SET PROBLEM 1:
Pull out every line of the records below that contains the string "fish", and treat uppercase and lowercase letters as different.
BEGIN SOURCE DOCUMENT
Was the first conversation voluntary?
 The burden of proving that the confession made by the accused is voluntary rests with the Crown upon the balance of probabilities: Wendo v The Queen The Crown must show the confession was made in the exercise of a free choice, and not because the will of the accused has been overborne. A confession which has been obtained from fear of prejudice or hope of advantage exercised or held out by a person in authority is not voluntary, and will be excluded.
 Mr Brock’s submission was that it all the circumstances the accused was led to believe by a person in authority, Detective Senior Constable Barton, that if she did not cooperate during the search and answer her questions about the source of the drugs, she would be arrested, taken to the Watch House, and separated from her daughter, whereas if she cooperated she would be allowed to catch the plane.
END SOURCE DOCUMENT
SET PROBLEM 2:
Extract the passage on voluntary confessions between "The burden of" and "catch the plane.", inclusive, copying it word for word.
BEGIN GIVEN DATA
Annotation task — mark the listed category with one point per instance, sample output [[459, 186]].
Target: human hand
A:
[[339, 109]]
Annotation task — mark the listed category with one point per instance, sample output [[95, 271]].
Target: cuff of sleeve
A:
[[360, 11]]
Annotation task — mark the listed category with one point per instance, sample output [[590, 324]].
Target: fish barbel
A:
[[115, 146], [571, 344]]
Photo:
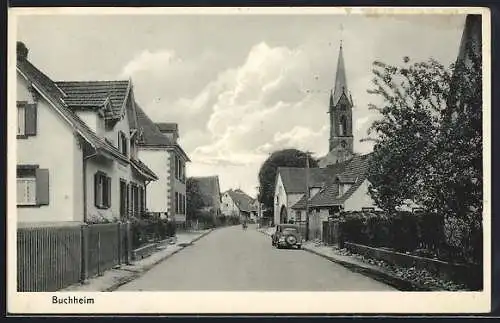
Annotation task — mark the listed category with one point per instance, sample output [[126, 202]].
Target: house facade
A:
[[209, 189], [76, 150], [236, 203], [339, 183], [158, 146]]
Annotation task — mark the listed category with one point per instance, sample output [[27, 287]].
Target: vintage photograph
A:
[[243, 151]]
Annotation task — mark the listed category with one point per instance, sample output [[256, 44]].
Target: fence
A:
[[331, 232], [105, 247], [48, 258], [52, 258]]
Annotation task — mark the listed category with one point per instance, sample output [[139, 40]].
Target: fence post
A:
END GIVEN DATA
BEGIN GIVEN DATA
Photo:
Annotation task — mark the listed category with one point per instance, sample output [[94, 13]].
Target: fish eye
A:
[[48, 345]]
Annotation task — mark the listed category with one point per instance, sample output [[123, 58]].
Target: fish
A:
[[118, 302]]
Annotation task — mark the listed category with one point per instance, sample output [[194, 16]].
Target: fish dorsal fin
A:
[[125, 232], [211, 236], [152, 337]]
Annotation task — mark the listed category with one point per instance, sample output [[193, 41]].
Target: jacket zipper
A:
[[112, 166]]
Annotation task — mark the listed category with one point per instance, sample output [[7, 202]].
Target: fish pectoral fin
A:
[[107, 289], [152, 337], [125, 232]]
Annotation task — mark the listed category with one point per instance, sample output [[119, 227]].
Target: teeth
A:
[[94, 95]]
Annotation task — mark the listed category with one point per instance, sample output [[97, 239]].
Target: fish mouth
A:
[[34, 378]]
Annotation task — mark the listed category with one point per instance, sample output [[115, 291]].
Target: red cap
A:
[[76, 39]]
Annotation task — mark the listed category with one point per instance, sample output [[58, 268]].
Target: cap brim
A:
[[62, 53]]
END GIVEN DATA
CORRECT ANSWER 1:
Target: fish barbel
Target: fish eye
Target: fish
Target: fish dorsal fin
Target: fish pectoral fin
Target: fish mouth

CORRECT ANSWER 2:
The burden of proving that the confession made by the accused is voluntary rests with the Crown upon the balance of probabilities: Wendo v The Queen The Crown must show the confession was made in the exercise of a free choice, and not because the will of the accused has been overborne. A confession which has been obtained from fear of prejudice or hope of advantage exercised or held out by a person in authority is not voluntary, and will be excluded.
 Mr Brock’s submission was that it all the circumstances the accused was led to believe by a person in authority, Detective Senior Constable Barton, that if she did not cooperate during the search and answer her questions about the source of the drugs, she would be arrested, taken to the Watch House, and separated from her daughter, whereas if she cooperated she would be allowed to catch the plane.